COVID-19 vaccine shipments arrive across EU before rollout
Most countries are limited to 10,000 doses with mass vaccination programs expected to begin in January.
The first shipments of coronavirus vaccines have arrived across the European Union as authorities prepared to administer the first shots to the most vulnerable people in a co-ordinated effort on Dec. 27.
The vaccines developed by BioNTech and Pfizer arrived by truck in warehouses across the continent on Dec. 25 and early Dec. 26 after being sent from a manufacturing centre in Belgium before Christmas.
The rollout marks a moment of hope for a region that includes some of the world’s earliest and worst-hit virus hot spots, including Italy and Spain, and others, like the Czech Republic, that were spared the worst early on only to see their health care systems near their breaking points in the fall.
Altogether, the 27 EU member states have seen at least 16 million cases of the coronavirus and more than 336,000 deaths.
The rollout is the result of co-ordination on the part of all 27 member states, helping the bloc to also project a sense of unity in a lifesaving mission of logistical complexity after difficulties in negotiating a post-Brexit trade deal with Britain.

- **Complete the following**
**a)** Rewrite the paragraph of the article on EU vaccine shipments that begins "The rollout marks a moment of hope" as a brief bulleted list that keeps its main facts.
**b)** Translate this sentence from the article on EU vaccine shipments into Spanish: "Altogether, the 27 EU member states have seen at least 16 million cases of the coronavirus and more than 336,000 deaths."
**c)** Carry on the article on EU vaccine shipments from its final sentence.

Saved data entries:

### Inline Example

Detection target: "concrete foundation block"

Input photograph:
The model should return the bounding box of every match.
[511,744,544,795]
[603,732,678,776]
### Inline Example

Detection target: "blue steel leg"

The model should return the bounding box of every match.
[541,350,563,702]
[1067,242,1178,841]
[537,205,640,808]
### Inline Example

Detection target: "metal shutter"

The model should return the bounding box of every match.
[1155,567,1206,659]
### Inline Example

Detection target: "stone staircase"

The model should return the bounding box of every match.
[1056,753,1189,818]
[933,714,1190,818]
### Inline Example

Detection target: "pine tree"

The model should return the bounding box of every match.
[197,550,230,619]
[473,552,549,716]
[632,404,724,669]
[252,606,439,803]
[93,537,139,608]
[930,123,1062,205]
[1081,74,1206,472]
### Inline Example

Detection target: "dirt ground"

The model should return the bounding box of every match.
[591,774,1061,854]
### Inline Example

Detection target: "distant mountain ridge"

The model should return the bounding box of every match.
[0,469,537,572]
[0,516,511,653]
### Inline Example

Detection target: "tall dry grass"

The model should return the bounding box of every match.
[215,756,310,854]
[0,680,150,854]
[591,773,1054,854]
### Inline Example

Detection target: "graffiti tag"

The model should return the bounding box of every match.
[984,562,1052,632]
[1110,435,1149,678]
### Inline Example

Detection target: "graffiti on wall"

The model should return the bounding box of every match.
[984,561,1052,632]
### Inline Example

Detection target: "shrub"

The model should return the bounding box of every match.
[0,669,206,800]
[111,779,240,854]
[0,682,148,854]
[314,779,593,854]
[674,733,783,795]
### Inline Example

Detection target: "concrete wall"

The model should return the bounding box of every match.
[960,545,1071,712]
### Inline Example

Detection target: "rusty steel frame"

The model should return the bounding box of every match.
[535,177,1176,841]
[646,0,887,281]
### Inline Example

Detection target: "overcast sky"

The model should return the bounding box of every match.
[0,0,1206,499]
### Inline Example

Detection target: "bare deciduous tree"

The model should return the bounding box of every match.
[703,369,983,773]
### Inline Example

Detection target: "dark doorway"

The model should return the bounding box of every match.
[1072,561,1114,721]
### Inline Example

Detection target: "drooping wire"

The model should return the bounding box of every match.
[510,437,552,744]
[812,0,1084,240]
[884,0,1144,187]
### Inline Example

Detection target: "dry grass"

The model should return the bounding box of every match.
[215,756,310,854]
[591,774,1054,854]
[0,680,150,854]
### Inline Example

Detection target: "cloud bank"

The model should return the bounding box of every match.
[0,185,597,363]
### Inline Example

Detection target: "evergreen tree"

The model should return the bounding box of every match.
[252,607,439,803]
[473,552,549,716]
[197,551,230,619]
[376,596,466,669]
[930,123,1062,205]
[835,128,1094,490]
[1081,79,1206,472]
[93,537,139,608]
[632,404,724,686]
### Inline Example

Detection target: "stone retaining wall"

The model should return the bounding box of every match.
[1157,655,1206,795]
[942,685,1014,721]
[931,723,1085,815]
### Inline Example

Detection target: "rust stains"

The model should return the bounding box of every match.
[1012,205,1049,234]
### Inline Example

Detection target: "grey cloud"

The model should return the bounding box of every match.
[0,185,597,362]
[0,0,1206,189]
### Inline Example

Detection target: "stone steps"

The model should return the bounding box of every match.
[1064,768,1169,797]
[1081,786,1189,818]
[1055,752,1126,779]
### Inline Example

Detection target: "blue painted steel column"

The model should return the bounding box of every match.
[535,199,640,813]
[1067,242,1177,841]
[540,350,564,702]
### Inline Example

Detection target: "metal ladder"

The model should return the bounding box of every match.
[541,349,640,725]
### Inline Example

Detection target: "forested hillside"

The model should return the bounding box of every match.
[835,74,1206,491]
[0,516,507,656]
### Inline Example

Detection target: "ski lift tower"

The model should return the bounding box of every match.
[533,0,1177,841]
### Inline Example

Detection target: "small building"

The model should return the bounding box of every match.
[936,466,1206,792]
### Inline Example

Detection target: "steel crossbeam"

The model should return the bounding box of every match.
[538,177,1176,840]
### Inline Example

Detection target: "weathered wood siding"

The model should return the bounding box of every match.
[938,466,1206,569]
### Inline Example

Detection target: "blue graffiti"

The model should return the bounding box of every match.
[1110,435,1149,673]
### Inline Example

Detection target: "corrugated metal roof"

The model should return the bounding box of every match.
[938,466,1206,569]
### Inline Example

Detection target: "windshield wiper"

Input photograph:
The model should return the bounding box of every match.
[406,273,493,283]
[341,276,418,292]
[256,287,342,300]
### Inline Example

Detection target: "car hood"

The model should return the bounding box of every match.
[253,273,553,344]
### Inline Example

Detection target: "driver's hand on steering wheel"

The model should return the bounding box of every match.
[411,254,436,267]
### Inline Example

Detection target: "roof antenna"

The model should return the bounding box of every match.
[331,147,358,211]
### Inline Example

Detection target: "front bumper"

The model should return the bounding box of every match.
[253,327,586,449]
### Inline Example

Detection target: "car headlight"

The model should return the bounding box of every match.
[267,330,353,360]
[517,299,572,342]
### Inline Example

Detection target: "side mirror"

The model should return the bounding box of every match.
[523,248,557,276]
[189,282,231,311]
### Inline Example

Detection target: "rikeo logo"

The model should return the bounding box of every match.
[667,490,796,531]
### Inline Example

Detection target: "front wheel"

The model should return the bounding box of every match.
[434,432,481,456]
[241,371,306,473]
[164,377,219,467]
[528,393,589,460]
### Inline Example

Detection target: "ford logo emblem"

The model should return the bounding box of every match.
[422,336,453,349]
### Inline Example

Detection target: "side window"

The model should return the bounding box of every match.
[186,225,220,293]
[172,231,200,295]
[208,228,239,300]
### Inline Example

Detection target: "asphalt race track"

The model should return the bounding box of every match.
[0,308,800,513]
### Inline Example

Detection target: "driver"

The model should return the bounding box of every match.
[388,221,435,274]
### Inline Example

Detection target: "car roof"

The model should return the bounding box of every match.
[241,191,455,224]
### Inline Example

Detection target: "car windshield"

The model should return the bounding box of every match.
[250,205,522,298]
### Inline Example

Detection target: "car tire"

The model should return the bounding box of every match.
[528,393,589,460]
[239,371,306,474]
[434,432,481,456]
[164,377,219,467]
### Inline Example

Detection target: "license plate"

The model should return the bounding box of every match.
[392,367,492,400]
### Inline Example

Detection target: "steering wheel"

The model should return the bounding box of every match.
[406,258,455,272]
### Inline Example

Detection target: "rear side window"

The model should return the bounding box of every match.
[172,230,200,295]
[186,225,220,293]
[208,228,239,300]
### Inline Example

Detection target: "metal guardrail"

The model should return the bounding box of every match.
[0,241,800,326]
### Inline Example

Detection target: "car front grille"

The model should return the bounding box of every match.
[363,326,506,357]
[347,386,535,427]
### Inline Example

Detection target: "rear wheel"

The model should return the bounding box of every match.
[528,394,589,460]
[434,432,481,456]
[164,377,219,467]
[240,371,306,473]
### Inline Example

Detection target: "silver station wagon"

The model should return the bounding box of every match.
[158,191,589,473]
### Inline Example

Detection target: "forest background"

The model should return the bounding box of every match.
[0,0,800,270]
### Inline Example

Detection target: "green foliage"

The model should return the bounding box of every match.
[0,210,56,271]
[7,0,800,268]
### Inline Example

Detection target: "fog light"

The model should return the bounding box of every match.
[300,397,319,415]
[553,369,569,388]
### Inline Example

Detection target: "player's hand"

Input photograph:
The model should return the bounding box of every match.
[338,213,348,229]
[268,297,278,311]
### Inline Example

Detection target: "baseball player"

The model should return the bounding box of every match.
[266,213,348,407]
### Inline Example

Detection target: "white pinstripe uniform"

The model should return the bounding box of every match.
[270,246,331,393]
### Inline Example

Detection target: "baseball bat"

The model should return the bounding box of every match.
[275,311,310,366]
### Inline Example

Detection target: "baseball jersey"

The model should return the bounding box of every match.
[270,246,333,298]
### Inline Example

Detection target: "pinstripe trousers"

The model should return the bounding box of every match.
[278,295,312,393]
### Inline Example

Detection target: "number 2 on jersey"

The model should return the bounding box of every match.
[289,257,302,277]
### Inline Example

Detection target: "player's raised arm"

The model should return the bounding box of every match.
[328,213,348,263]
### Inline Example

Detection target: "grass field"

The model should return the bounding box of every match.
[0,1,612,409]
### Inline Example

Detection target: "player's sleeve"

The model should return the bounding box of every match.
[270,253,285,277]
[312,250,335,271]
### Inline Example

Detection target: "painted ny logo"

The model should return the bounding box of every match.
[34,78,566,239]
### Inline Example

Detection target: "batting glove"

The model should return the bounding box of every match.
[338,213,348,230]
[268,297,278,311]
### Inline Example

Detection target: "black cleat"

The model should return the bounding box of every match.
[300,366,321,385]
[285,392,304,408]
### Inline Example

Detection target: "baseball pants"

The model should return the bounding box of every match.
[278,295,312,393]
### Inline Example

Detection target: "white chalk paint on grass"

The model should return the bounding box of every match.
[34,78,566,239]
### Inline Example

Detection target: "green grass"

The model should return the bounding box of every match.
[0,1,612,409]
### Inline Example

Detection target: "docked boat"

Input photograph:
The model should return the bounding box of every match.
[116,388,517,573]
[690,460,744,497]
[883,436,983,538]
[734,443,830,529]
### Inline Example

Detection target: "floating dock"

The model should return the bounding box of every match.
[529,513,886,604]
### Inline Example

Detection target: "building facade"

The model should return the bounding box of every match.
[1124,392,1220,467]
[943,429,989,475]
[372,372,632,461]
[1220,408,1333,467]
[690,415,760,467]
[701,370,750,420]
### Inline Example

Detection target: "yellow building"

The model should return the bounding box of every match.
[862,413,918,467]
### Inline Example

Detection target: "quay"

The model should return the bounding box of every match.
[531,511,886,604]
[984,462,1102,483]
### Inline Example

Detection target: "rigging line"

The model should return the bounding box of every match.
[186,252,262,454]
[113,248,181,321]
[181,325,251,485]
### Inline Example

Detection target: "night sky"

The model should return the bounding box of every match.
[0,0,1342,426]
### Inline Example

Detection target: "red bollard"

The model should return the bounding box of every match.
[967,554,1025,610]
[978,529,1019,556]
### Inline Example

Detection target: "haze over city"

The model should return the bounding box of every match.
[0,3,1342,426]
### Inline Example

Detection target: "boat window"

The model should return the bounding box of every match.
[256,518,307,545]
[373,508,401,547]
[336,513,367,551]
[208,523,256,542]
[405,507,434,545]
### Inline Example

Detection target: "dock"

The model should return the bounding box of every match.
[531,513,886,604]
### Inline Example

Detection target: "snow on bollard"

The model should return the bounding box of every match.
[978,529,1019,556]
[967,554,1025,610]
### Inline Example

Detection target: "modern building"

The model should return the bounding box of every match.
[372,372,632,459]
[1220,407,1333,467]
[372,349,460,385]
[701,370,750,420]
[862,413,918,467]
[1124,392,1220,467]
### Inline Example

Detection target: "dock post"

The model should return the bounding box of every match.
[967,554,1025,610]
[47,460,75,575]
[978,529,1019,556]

- **Response list**
**a)**
- The rollout brings hope to a region that includes some of the world's earliest and worst-hit virus hot spots, such as Italy and Spain.
- It also includes countries such as the Czech Republic. They were spared the worst early on, but their health care systems neared their breaking points in the fall.

**b)** En total, los 27 Estados miembros de la UE han registrado al menos 16 millones de casos de coronavirus y más de 336.000 muertes.

**c)**
The first doses, however, are limited to nearly 10,000 doses in most countries, with the mass vaccination programs expected to begin only in January.
Each country is deciding on its own who will get the first shots — but they are all making the most vulnerable first in line.
French authorities announced this week that will prioritize the elderly, based on the high impact on older populations in previous virus surges in France. The French medical safety agency will monitor for eventual problems.
Germany, where the pandemic has cost more than 30,000 lives, will begin with those over 80 and people who take care of vulnerable groups.